What the exercise asks »
Copy out every record below with complete accuracy.

(Saved entries)
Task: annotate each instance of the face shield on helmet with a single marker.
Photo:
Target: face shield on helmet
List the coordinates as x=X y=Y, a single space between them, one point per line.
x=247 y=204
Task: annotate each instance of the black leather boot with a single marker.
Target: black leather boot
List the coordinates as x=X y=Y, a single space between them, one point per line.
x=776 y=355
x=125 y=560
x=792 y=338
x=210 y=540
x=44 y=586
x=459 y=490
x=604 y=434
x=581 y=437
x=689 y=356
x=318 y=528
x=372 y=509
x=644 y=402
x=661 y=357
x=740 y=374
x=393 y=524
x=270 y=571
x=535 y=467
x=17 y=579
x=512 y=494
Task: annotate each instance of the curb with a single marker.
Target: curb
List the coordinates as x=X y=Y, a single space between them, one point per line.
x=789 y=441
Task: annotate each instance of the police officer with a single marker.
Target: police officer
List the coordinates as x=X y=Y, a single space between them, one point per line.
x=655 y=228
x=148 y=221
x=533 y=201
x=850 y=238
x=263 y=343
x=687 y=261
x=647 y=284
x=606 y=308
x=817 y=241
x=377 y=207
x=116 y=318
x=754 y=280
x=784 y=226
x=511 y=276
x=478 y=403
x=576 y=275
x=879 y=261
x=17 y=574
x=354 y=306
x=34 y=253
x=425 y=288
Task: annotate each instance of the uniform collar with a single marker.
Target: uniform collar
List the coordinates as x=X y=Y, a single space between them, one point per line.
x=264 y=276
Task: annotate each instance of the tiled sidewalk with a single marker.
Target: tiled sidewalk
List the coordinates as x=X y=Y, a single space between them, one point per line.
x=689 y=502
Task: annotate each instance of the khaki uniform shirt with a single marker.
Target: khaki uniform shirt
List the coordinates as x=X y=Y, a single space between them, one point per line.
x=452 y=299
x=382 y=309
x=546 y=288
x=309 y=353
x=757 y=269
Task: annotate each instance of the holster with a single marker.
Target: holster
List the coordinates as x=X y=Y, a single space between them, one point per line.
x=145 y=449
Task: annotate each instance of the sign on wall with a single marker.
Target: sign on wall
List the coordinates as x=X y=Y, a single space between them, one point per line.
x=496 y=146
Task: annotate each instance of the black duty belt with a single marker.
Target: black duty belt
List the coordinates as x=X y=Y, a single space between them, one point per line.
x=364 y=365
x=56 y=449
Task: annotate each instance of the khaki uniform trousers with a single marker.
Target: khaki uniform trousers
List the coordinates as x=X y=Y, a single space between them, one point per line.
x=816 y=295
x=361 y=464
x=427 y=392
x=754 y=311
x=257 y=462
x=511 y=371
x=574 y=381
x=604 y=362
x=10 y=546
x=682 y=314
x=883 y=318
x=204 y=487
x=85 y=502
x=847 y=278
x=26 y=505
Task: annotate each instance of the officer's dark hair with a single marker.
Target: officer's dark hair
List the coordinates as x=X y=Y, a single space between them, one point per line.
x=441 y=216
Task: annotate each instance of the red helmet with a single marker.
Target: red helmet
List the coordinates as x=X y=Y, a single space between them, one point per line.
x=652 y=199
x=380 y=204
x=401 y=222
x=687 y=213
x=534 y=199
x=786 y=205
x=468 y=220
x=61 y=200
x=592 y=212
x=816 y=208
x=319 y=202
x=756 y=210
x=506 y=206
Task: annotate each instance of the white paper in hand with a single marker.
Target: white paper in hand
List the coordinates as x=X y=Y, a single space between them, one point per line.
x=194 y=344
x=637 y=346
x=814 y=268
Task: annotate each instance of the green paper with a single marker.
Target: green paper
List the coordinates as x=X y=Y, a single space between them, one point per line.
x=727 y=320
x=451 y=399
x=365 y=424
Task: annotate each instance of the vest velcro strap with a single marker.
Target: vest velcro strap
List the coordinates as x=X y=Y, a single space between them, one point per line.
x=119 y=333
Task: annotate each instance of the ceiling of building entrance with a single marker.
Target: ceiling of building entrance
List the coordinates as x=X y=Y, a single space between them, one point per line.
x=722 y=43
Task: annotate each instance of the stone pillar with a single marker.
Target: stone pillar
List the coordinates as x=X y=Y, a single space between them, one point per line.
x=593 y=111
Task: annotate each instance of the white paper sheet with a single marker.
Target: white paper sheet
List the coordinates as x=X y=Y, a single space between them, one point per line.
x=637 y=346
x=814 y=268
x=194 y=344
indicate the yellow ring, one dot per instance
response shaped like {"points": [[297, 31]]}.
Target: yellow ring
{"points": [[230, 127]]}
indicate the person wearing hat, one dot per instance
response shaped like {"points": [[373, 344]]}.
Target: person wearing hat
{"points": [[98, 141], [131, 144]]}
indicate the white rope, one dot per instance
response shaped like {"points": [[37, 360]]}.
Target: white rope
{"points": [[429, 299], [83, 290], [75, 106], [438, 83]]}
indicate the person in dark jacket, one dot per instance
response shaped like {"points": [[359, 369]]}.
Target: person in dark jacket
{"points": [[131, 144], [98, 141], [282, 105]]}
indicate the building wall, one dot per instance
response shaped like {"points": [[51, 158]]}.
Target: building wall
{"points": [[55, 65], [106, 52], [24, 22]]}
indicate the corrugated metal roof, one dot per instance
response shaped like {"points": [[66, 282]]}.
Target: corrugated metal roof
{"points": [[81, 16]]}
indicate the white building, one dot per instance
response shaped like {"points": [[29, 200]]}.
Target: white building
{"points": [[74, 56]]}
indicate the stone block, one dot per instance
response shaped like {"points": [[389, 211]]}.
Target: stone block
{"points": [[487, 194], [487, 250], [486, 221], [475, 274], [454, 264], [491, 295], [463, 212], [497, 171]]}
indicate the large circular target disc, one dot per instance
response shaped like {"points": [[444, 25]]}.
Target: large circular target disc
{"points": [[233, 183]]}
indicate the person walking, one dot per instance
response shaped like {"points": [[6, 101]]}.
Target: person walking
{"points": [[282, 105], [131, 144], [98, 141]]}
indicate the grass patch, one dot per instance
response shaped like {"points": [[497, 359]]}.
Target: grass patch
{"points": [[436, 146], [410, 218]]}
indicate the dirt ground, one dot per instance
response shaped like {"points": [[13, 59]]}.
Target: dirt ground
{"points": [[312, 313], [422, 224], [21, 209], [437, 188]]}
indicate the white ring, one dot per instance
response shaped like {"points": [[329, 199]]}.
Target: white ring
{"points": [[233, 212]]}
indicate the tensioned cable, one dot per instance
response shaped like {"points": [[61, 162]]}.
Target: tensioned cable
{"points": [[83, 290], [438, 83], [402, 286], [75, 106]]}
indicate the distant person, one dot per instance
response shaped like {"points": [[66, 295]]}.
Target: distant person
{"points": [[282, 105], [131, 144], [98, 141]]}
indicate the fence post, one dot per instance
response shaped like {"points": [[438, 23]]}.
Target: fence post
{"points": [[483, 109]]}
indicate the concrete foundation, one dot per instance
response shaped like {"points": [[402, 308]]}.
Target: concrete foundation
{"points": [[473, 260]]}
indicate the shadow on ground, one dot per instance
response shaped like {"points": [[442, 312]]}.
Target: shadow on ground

Response for this exercise »
Task: annotate each instance of the face shield on helmet with a single marker.
Photo:
Target: face shield on helmet
List the coordinates as x=X y=Y, a single space between them, one point per line.
x=247 y=204
Task: annotate each instance of the black leather boot with a single marker.
Target: black leather boot
List the coordinates as x=X y=Y, a single space between them, one point per line.
x=776 y=355
x=125 y=560
x=792 y=338
x=210 y=540
x=44 y=586
x=459 y=490
x=604 y=434
x=581 y=437
x=689 y=356
x=318 y=528
x=372 y=509
x=644 y=402
x=661 y=357
x=740 y=374
x=393 y=524
x=270 y=571
x=535 y=467
x=17 y=579
x=512 y=494
Task: annotate each instance of the curb with a single marker.
Target: curb
List the coordinates as x=X y=Y, a single space between them, one point per line.
x=789 y=441
Task: annotate each instance of the police officer with a single marker.
Target: police officer
List the coordinates as x=X y=Y, a single space between them, one point per line.
x=655 y=228
x=148 y=221
x=533 y=201
x=850 y=238
x=263 y=343
x=687 y=261
x=647 y=284
x=606 y=308
x=817 y=241
x=377 y=207
x=116 y=318
x=754 y=280
x=784 y=226
x=511 y=276
x=478 y=403
x=576 y=275
x=879 y=261
x=17 y=574
x=354 y=306
x=34 y=253
x=425 y=288
Task: annotate each instance of the uniform collar with a single marker.
Target: uniform collar
List the coordinates as x=X y=Y, a single space between them, one point per line.
x=264 y=276
Task: annotate each instance of the tiled sidewalk with a single marker.
Target: tiled sidewalk
List the coordinates as x=X y=Y, a single space between them, one point per line.
x=689 y=502
Task: annotate each instance of the khaki uniform shirt with a single marker.
Target: khaki uniform shirt
List the coordinates as x=X y=Y, a single space between them, one point per line.
x=452 y=299
x=382 y=309
x=546 y=288
x=309 y=353
x=757 y=269
Task: annotate each instance of the holster with a single marker.
Target: holster
List the coordinates as x=X y=Y, a single space between them, one point per line.
x=145 y=449
Task: annotate each instance of the sign on wall with a single marker.
Target: sign on wall
List the coordinates as x=X y=Y, a single space between them, one point per line.
x=496 y=146
Task: annotate each instance of the black duty belt with a single marker.
Target: black duty belt
List the coordinates as x=X y=Y, a single space between them, one point per line.
x=364 y=365
x=56 y=449
Task: annotate each instance of the khaki uniform trousers with a single marker.
Target: khaki uniform trousers
List the coordinates as x=X y=Y, a single space between them, one point per line.
x=816 y=295
x=361 y=464
x=427 y=392
x=754 y=311
x=257 y=462
x=511 y=371
x=574 y=381
x=604 y=362
x=10 y=546
x=682 y=314
x=883 y=318
x=204 y=487
x=85 y=502
x=847 y=278
x=26 y=505
Task: annotate each instance of the officer's dark hair with a single marker.
Target: officer's dark hair
List the coordinates as x=X y=Y, a single space between them, one point per line.
x=441 y=216
Task: annotate each instance of the red helmet with a single marker.
Target: red helmet
List the coordinates as x=X y=Y, a single space between them, one point per line.
x=652 y=199
x=380 y=204
x=401 y=222
x=687 y=213
x=534 y=199
x=786 y=205
x=468 y=220
x=61 y=200
x=592 y=212
x=816 y=208
x=319 y=202
x=756 y=210
x=506 y=206
Task: annotate each instance of the white paper in hand with a single marker.
Target: white paper in hand
List the coordinates as x=X y=Y, a single space between them, one point per line.
x=194 y=344
x=637 y=346
x=814 y=268
Task: annotate each instance of the green paper with a single marker.
Target: green paper
List the coordinates as x=X y=Y, a single space between them, one point per line.
x=727 y=320
x=451 y=399
x=365 y=424
Task: annotate each instance of the vest velcro strap with a single marker.
Target: vest velcro strap
List the coordinates as x=X y=Y, a single space between them, one point per line.
x=119 y=333
Task: annotate each instance of the ceiling of building entrance with a single marker.
Target: ceiling of building entrance
List the coordinates as x=X y=Y, a single space between them, one point per line.
x=722 y=43
Task: annotate each instance of the stone pillar with a single marker.
Target: stone pillar
List the coordinates as x=X y=Y, a single space between them, one point per line.
x=593 y=111
Task: annotate each instance of the white paper sheet with a single marker.
Target: white paper sheet
List the coordinates as x=X y=Y, a single space between them, one point per line.
x=637 y=346
x=814 y=268
x=194 y=344
indicate the yellow ring, one dot per instance
response shaped like {"points": [[297, 31]]}.
Target: yellow ring
{"points": [[230, 127]]}
indicate the person wearing hat, one dot per instance
response shaped like {"points": [[373, 344]]}.
Target: person wearing hat
{"points": [[98, 141], [131, 144]]}
indicate the white rope, one dot per instance
response shaped like {"points": [[37, 360]]}.
Target: white rope
{"points": [[429, 299], [83, 290], [75, 106], [438, 83]]}
indicate the person in dark jacket, one dot per instance
response shaped like {"points": [[359, 369]]}.
Target: person in dark jacket
{"points": [[131, 144], [98, 141], [282, 105]]}
indicate the building wall, one dot per instance
response shaped like {"points": [[51, 158]]}.
Target: building wall
{"points": [[55, 65], [106, 52], [24, 22]]}
indicate the corrugated metal roof, one dot per instance
response shaped like {"points": [[66, 282]]}.
Target: corrugated metal roof
{"points": [[81, 16]]}
indicate the white building, one dot per instance
response shaped like {"points": [[29, 200]]}.
Target: white building
{"points": [[74, 56]]}
indicate the stone block, one dot per instance
response shaped like {"points": [[389, 211]]}.
Target: stone block
{"points": [[487, 194], [487, 250], [486, 221], [475, 274], [454, 264], [491, 295], [463, 212], [497, 171]]}
indicate the large circular target disc, one dot per instance
response shaped like {"points": [[444, 25]]}.
Target: large circular target disc
{"points": [[233, 183]]}
indicate the person walking, one dot per instance
response shaped like {"points": [[6, 101]]}.
Target: person walking
{"points": [[282, 105], [131, 144], [98, 141]]}
indicate the grass patch, one dot per instance
response shaped like {"points": [[497, 359]]}.
Target: grass patch
{"points": [[436, 146], [410, 218]]}
indicate the dirt ground, one dot per instance
response shaped like {"points": [[13, 59]]}.
Target: dirt ground
{"points": [[312, 313], [422, 224], [21, 209], [437, 188]]}
indicate the white ring, one dot per instance
response shaped like {"points": [[329, 199]]}.
Target: white ring
{"points": [[233, 212]]}
indicate the tensioned cable, one dot per instance
response shaped like {"points": [[61, 162]]}.
Target: tensioned cable
{"points": [[83, 290], [438, 83], [402, 286], [75, 106]]}
indicate the distant person, one dot per instance
response shaped like {"points": [[66, 295]]}.
Target: distant person
{"points": [[282, 105], [131, 144], [98, 141]]}
indicate the fence post, one dot per instance
response shaped like {"points": [[438, 23]]}.
Target: fence post
{"points": [[483, 109]]}
indicate the concrete foundation, one dot per instance
response shaped like {"points": [[402, 308]]}.
Target: concrete foundation
{"points": [[473, 260]]}
indicate the shadow on ground, one dot per instance
response shaped like {"points": [[442, 312]]}.
Target: shadow on ground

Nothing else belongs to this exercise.